═════ Task inputs ═════

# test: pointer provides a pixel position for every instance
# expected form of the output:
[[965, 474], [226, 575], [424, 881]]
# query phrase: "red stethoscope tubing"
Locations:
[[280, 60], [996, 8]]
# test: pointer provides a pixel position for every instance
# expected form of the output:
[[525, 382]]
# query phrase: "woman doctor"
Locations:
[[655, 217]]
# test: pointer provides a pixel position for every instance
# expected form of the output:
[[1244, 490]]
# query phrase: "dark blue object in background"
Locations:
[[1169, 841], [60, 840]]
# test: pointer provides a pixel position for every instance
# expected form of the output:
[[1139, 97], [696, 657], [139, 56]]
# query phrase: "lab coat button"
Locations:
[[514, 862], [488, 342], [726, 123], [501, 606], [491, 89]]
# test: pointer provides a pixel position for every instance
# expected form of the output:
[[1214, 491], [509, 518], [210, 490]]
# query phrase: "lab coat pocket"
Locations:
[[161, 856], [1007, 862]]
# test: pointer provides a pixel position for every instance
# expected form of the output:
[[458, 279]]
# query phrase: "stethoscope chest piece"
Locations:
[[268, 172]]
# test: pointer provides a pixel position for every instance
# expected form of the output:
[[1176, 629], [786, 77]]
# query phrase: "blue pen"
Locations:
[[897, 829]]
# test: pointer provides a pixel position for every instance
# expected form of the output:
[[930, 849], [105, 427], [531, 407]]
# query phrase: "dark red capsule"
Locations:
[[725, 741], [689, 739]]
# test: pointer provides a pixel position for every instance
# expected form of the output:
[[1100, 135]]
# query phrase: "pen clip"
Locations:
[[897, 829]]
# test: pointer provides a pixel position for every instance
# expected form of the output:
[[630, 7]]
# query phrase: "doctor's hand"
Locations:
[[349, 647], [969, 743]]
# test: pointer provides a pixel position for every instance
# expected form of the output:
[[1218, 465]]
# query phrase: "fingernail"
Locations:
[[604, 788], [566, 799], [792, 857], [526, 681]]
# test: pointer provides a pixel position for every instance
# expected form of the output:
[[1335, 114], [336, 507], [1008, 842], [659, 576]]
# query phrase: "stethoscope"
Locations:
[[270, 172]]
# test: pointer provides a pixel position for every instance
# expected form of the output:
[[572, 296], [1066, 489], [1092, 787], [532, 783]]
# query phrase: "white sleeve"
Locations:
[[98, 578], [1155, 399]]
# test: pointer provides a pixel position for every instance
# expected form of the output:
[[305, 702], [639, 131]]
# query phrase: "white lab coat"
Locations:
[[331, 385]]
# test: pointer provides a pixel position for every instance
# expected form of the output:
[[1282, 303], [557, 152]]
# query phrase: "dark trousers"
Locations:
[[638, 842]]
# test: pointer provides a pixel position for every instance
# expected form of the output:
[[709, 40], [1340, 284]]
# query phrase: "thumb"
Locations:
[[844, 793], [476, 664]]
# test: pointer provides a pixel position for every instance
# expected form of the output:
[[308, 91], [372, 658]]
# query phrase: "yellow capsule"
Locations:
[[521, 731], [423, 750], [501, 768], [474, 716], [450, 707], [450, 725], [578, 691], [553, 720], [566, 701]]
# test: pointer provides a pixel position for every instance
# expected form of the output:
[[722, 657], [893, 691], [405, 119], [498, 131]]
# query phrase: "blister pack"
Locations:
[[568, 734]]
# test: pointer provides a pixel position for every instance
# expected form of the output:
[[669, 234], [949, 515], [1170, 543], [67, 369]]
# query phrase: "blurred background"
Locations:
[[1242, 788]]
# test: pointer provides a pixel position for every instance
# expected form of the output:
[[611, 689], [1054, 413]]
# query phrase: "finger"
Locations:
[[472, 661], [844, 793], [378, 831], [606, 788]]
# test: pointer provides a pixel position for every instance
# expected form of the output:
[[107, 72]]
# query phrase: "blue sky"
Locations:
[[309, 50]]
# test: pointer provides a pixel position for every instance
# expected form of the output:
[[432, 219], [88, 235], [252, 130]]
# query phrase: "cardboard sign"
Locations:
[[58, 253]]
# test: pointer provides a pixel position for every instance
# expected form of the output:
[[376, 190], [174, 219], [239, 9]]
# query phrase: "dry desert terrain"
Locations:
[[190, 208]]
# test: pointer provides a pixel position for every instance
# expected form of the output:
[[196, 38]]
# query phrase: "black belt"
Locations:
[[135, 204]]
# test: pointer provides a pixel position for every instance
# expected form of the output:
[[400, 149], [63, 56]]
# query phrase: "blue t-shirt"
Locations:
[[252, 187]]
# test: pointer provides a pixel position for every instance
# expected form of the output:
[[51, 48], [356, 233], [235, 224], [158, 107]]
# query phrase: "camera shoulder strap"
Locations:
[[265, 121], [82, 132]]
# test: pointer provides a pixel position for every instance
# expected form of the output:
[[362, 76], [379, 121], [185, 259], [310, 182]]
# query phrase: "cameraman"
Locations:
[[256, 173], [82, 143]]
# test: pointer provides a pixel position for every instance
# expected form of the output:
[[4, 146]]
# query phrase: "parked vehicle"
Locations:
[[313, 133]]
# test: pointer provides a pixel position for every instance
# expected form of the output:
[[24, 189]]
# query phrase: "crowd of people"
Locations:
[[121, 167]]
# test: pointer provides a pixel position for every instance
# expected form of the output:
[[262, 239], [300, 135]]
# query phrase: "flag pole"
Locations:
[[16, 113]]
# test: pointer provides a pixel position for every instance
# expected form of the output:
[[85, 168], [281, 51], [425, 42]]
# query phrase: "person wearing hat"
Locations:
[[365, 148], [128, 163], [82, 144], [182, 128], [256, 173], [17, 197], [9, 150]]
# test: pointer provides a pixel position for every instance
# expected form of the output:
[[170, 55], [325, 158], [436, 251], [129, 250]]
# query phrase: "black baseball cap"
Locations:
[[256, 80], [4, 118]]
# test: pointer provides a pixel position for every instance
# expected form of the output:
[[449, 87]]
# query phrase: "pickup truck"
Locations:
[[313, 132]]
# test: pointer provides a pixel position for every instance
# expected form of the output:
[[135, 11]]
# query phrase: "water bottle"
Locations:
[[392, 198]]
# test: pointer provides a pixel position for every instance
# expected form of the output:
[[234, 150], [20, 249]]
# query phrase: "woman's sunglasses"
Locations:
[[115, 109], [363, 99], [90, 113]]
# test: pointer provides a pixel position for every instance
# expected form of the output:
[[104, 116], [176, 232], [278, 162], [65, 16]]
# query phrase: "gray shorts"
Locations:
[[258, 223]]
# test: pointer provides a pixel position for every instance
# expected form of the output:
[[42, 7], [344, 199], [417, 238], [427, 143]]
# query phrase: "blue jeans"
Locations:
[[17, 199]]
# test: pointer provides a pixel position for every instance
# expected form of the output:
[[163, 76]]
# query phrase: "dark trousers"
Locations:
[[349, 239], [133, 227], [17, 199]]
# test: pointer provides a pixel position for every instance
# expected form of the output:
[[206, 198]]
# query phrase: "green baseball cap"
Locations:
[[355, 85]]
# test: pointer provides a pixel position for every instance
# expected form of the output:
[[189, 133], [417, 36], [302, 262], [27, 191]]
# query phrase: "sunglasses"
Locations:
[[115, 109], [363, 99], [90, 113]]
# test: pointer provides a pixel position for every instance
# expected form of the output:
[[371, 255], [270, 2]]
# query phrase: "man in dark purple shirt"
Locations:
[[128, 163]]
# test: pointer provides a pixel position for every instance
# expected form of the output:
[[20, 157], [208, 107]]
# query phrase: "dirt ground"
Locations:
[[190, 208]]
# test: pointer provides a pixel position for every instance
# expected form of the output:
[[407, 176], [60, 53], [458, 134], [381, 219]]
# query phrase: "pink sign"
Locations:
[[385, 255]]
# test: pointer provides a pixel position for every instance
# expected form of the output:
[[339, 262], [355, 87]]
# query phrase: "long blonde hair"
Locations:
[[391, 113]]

═════

Retype every entry above, word for word.

* **Task answer**:
# test: pointer provides a pixel position for every instance
# expected form of the output:
[[965, 474], [226, 575], [424, 881]]
# query phrase: "red stethoscope tubing"
Locations:
[[280, 60], [996, 8]]
# test: pointer provides a pixel position for every instance
# expected form of the output:
[[525, 382]]
# query phrase: "woman doctor"
Locations:
[[655, 217]]
# test: pointer provides a pixel position for every instance
# expected form of the output:
[[1244, 490]]
# query phrase: "dark blue object in background"
Locations:
[[1169, 841], [60, 840]]
# test: pointer provides a pixel position for every instance
# expected form of the output:
[[1139, 97], [696, 657], [139, 56]]
# query phrase: "lab coat button"
Locations:
[[514, 862], [488, 342], [726, 123], [501, 606], [491, 89]]
# test: pointer provides a pixel position for every instance
# expected form of the output:
[[1214, 491], [509, 518], [210, 490]]
# query phrase: "lab coat pocket"
Locations:
[[161, 856], [1007, 862]]
# test: pointer provides a pixel position for every instance
# expected form of the output:
[[458, 279]]
# query phrase: "stethoscope chest piece"
Locations:
[[268, 172]]
# test: pointer provides a pixel position for every instance
# expected form of the output:
[[1176, 629], [786, 77]]
# query phrase: "blue pen"
Locations:
[[897, 829]]
# test: pointer provides a pixel position for every instance
# expected form of the output:
[[930, 849], [105, 427], [531, 407]]
# query phrase: "dark red capsule"
Locations:
[[725, 741], [689, 739]]
# test: pointer provides a pixel position for every instance
# expected form of the output:
[[1100, 135]]
# query phrase: "pen clip"
Locations:
[[897, 829]]
# test: pointer provides a pixel position for every instance
# expected form of the output:
[[630, 7]]
# query phrase: "doctor's hand"
Locations:
[[349, 647], [969, 743]]
# test: pointer provides a pixel position for every instance
# expected form of the output:
[[1218, 465]]
# query phrase: "fingernail"
Locations:
[[604, 788], [566, 799], [792, 857], [526, 681]]
# test: pointer provides a pixel position for every instance
# expected form of the output:
[[1335, 114], [336, 507], [1008, 842], [659, 576]]
# query phrase: "stethoscope"
Locations:
[[270, 172]]
# test: pointer provides a pixel position for every instance
# expected form of the output:
[[572, 296], [1066, 489], [1092, 787], [532, 783]]
# query phrase: "white sleeve"
Locations:
[[98, 578], [1155, 399]]
# test: pointer provides a pixel position for every instance
# expected form of the output:
[[305, 702], [639, 131]]
# query phrase: "white lab coat"
Locations:
[[331, 385]]
# test: pointer provides a pixel position for every instance
# expected form of the output:
[[1282, 303], [557, 152]]
# query phrase: "dark trousers"
Locations:
[[638, 842]]
# test: pointer provides a pixel position for every instance
# expected form of the output:
[[709, 40], [1340, 284]]
# query phrase: "thumb"
Locations:
[[844, 793], [476, 664]]
# test: pointer provides a pixel position for every instance
# expected form of the output:
[[308, 91], [372, 658]]
# query phrase: "yellow capsule"
Locations:
[[521, 731], [423, 750], [501, 768], [474, 716], [450, 707], [450, 725], [578, 691], [553, 720], [566, 701]]
# test: pointer provides a pixel position for every instance
# expected form of the output:
[[722, 657], [893, 691], [405, 119], [498, 131]]
# query phrase: "blister pack"
Locations:
[[568, 734]]
# test: pointer provides a pixel position for every instance
# expected form of the output:
[[669, 234], [949, 515], [1170, 543], [67, 369]]
# query phrase: "blurred background"
Locations:
[[1242, 788]]
# test: pointer provides a pixel position for every instance
# expected form of the output:
[[611, 689], [1054, 413]]
# query phrase: "finger"
Locations:
[[472, 661], [844, 793], [378, 831], [606, 788]]
# test: pointer provides a pixel position for every instance
# expected form of the output:
[[107, 72]]
# query phrase: "blue sky"
Locations:
[[309, 50]]
# test: pointer provides a pixel position for every instance
# expected form of the output:
[[432, 219], [88, 235], [252, 130]]
# query phrase: "cardboard sign"
Locations:
[[58, 253]]
# test: pointer provides a pixel position for every instance
# expected form of the output:
[[376, 190], [174, 219], [239, 9]]
# query phrase: "dry desert terrain"
Locations:
[[190, 208]]
# test: pointer provides a pixel position for every instance
# expected form of the output:
[[196, 38]]
# query phrase: "black belt"
Locations:
[[135, 204]]
# test: pointer provides a pixel position for every instance
# expected form of the output:
[[400, 149], [63, 56]]
# query phrase: "blue t-shirt"
Locations:
[[252, 187]]
# test: pointer provides a pixel position for every instance
# expected form of the output:
[[51, 48], [356, 233], [235, 224], [158, 107]]
# query phrase: "camera shoulder strap"
Locations:
[[265, 121], [82, 132]]
# test: pointer provides a pixel position for every instance
# expected form of the output:
[[362, 76], [379, 121], [185, 259], [310, 182]]
# query phrase: "cameraman"
Locations:
[[256, 173], [82, 143]]
# test: pointer provides a pixel position for every instance
# expected form of the output:
[[4, 146]]
# query phrase: "parked vehicle"
Locations:
[[313, 133]]
# test: pointer provides a pixel position for every instance
# expected form of the output:
[[24, 189]]
# query phrase: "crowd of people"
Locations:
[[121, 167]]
# test: pointer provides a pixel position for every instance
# expected form of the output:
[[262, 239], [300, 135]]
# query phrase: "flag pole"
Locations:
[[16, 113]]
# test: pointer provides a pixel position for every instance
# expected form of the output:
[[85, 168], [281, 51], [425, 42]]
# query phrase: "person wearing hat"
Locations:
[[365, 148], [128, 163], [82, 144], [182, 128], [256, 173], [17, 197], [9, 150]]
# test: pointer provides a pixel position for every instance
# expected form of the output:
[[170, 55], [325, 158], [436, 251], [129, 250]]
# query phrase: "black baseball cap"
Locations:
[[256, 80], [4, 118]]
# test: pointer provides a pixel position for every instance
# expected form of the output:
[[449, 87]]
# query phrase: "pickup truck"
Locations:
[[313, 132]]
# test: pointer provides a pixel position for every instance
# expected form of the output:
[[135, 11]]
# query phrase: "water bottle"
Locations:
[[392, 198]]
# test: pointer provides a pixel position for every instance
# expected form of the output:
[[234, 150], [20, 249]]
# query phrase: "woman's sunglasses"
Locations:
[[115, 109], [363, 99], [90, 113]]
# test: pointer provides a pixel position for every instance
# expected form of the output:
[[104, 116], [176, 232], [278, 162], [65, 16]]
# query phrase: "gray shorts"
Locations:
[[258, 223]]
# test: pointer provides a pixel position for every instance
# expected form of the output:
[[42, 7], [344, 199], [417, 238], [427, 143]]
# query phrase: "blue jeans"
Locations:
[[17, 199]]
# test: pointer provides a pixel position for every instance
# expected form of the output:
[[163, 76]]
# query phrase: "dark trousers"
Locations:
[[349, 239], [133, 227], [17, 199]]
# test: pointer provides a pixel position for every instance
# expected form of the output:
[[206, 198]]
# query phrase: "green baseball cap"
Locations:
[[355, 85]]
# test: pointer provides a pixel position for every instance
# expected form of the output:
[[189, 133], [417, 36], [302, 262], [27, 191]]
# query phrase: "sunglasses"
Locations:
[[115, 109], [363, 99], [90, 113]]
# test: pointer provides a pixel position for every instance
# expected form of the output:
[[371, 255], [270, 2]]
# query phrase: "man in dark purple shirt"
Locations:
[[128, 163]]
# test: pointer provides a pixel position for every instance
# expected form of the output:
[[20, 157], [208, 107]]
# query phrase: "dirt ground"
Locations:
[[190, 208]]
# test: pointer provides a pixel position for every instance
# expected form of the output:
[[407, 176], [60, 53], [458, 134], [381, 219]]
# query phrase: "pink sign"
Locations:
[[385, 255]]
# test: pointer provides a pixel position for every instance
# expected form of the output:
[[339, 262], [355, 87]]
# query phrase: "long blonde hair"
Locations:
[[391, 113]]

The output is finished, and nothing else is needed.